**THE INPUT**
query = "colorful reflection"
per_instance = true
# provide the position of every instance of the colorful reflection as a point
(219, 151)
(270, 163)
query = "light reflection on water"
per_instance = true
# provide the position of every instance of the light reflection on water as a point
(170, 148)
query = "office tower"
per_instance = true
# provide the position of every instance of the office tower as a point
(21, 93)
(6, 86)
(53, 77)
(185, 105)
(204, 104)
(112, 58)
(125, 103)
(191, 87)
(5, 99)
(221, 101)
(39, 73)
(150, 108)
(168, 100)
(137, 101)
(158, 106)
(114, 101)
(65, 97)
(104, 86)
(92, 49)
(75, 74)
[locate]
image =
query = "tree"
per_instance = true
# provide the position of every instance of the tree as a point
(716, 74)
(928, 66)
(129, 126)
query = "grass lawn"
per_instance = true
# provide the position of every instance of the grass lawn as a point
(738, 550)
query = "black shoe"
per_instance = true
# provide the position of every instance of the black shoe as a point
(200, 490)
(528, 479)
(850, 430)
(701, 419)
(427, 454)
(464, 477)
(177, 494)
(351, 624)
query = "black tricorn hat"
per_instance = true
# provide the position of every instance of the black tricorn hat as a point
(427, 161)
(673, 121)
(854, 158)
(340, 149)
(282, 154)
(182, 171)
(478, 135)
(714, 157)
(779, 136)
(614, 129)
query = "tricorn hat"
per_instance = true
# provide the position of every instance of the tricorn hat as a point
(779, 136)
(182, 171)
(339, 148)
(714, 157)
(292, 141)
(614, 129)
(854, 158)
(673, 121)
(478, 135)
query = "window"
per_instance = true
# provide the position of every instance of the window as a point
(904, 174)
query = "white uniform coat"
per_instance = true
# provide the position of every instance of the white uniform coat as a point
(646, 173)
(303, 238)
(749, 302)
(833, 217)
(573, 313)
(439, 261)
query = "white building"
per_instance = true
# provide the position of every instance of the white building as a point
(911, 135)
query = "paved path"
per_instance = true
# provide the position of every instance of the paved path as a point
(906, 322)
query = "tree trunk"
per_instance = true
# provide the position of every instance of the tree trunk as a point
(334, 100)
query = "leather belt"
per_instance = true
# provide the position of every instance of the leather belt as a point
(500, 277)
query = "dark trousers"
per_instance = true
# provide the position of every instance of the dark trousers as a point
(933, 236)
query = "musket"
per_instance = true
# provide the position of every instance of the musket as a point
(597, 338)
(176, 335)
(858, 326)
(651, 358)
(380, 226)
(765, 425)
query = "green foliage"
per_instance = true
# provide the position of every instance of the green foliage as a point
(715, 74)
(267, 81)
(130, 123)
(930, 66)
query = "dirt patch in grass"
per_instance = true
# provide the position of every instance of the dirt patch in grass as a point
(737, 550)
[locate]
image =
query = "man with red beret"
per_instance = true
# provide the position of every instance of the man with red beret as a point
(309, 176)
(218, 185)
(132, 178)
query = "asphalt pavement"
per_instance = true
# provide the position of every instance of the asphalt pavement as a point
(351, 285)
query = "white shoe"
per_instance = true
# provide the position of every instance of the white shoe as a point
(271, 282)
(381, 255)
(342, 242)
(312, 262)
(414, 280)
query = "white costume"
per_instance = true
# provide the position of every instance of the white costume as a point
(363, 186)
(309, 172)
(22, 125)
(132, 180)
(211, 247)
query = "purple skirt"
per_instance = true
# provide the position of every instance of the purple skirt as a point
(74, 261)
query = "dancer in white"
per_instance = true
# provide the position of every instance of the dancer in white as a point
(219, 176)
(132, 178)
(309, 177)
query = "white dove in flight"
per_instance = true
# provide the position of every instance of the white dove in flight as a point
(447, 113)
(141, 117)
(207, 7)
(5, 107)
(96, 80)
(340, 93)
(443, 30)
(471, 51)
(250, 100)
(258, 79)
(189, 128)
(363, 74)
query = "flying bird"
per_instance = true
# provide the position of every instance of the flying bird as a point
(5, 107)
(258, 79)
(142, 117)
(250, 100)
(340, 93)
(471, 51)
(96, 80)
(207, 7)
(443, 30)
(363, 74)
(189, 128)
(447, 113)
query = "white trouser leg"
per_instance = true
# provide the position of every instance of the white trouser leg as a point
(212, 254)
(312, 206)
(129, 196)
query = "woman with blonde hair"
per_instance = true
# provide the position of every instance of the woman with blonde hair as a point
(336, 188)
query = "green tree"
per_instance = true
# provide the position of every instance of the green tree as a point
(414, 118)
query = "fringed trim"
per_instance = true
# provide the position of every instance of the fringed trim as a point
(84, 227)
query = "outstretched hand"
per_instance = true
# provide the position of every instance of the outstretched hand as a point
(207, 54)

**INSTRUCTIONS TO FOLLOW**
The records above need copying again. Keep each word as it is.

**RESULT FOR THIS TASK**
query = "colorful reflection"
per_instance = true
# provide the position of every instance of the colorful reflection as a point
(219, 151)
(270, 163)
query = "light reflection on water"
per_instance = true
# provide the position of every instance of the light reflection on water as a point
(170, 148)
query = "office tower"
per_instance = true
# provide the position of every instance of the office tower as a point
(21, 93)
(6, 86)
(53, 77)
(185, 105)
(204, 104)
(112, 58)
(125, 103)
(191, 87)
(5, 99)
(221, 101)
(39, 73)
(150, 108)
(168, 100)
(137, 101)
(158, 106)
(114, 101)
(65, 97)
(104, 86)
(92, 49)
(75, 74)
[locate]
image =
query = "tree"
per_instance = true
# provide the position of every instance of the tree as a point
(716, 74)
(928, 66)
(129, 126)
query = "grass lawn"
per_instance = true
# provide the position of every instance of the grass lawn as a point
(738, 550)
query = "black shoe"
per_instance = true
# provide the position of every instance of the black shoe as a point
(200, 490)
(528, 479)
(850, 430)
(701, 419)
(427, 454)
(464, 477)
(177, 494)
(351, 624)
query = "black tricorn hat"
per_instance = true
# provide the position of every instance of the black tricorn hat as a point
(427, 161)
(673, 121)
(854, 158)
(340, 149)
(282, 154)
(182, 171)
(478, 135)
(714, 157)
(779, 136)
(614, 129)
query = "tricorn hat"
per_instance = true
# provide the position of every instance of the tricorn hat as a point
(779, 136)
(182, 171)
(339, 148)
(714, 157)
(292, 141)
(614, 129)
(854, 158)
(673, 121)
(478, 135)
query = "window"
per_instance = true
# provide the position of every instance of the window as a point
(904, 174)
query = "white uniform coat"
per_instance = true
# provide the position of every instance of the white uniform coat as a point
(646, 173)
(303, 238)
(749, 302)
(833, 217)
(573, 313)
(439, 261)
query = "white building"
per_instance = true
# provide the position of every instance of the white building as a point
(911, 135)
query = "paved path"
per_instance = true
# provide the position of every instance of the paved path as a point
(906, 322)
query = "tree trunk"
per_instance = true
# provide the position of every instance of the tree trunk as a point
(334, 100)
query = "leather belt"
per_instance = true
# provide the position of every instance of the leather belt as a point
(500, 277)
query = "dark trousers"
per_instance = true
# provide the position of every instance of the dark trousers as a point
(933, 236)
query = "musket"
per_instance = true
# provide the position of every instance of the musket as a point
(597, 338)
(176, 335)
(858, 326)
(651, 358)
(380, 226)
(765, 425)
query = "green foliage"
per_instance = true
# provide the position of every instance of the green foliage as a point
(715, 74)
(267, 81)
(130, 123)
(930, 66)
query = "dirt patch in grass"
per_instance = true
# provide the position of every instance of the dirt patch in grass as a point
(737, 550)
[locate]
image =
query = "man with red beret"
per_instance = true
# provide the position of every instance of the man with red beret as a point
(309, 176)
(218, 185)
(132, 178)
query = "asphalt pavement"
per_instance = true
# provide the position of every instance of the asphalt pavement as a point
(351, 285)
query = "white shoe"
per_instance = true
# provide the position of every instance of the white shoe as a point
(271, 282)
(381, 255)
(342, 242)
(312, 262)
(414, 280)
query = "white costume"
per_instance = true
# provide the position of every instance of the white costume as a point
(363, 186)
(309, 172)
(22, 125)
(132, 180)
(211, 247)
query = "purple skirt"
per_instance = true
# provide the position of every instance of the purple skirt as a point
(74, 261)
query = "dancer in white"
per_instance = true
# provide the position of every instance of the dancer in white as a point
(219, 176)
(132, 178)
(309, 177)
query = "white dove in flight"
per_instance = true
# provide the position of every instance of the white dove in flight as a point
(447, 113)
(141, 117)
(207, 7)
(5, 107)
(96, 80)
(340, 93)
(443, 30)
(471, 51)
(250, 100)
(258, 79)
(189, 128)
(363, 74)
query = "flying bird"
per_instance = true
# provide the position of every instance of the flying bird as a point
(5, 107)
(258, 79)
(142, 117)
(250, 100)
(340, 93)
(471, 51)
(96, 80)
(207, 7)
(443, 30)
(363, 74)
(189, 128)
(447, 113)
query = "white trouser leg"
per_instance = true
# provide the position of every instance of the white trouser leg as a point
(212, 254)
(312, 206)
(129, 196)
query = "woman with blonde hair"
per_instance = true
# provide the position of every instance of the woman with blonde hair as a point
(336, 188)
query = "green tree"
per_instance = true
# provide the position of every instance of the green tree as a point
(414, 118)
query = "fringed trim"
per_instance = true
# provide the position of every instance of the fringed trim as a point
(84, 227)
query = "outstretched hand"
per_instance = true
# provide the position of every instance of the outstretched hand as a point
(207, 54)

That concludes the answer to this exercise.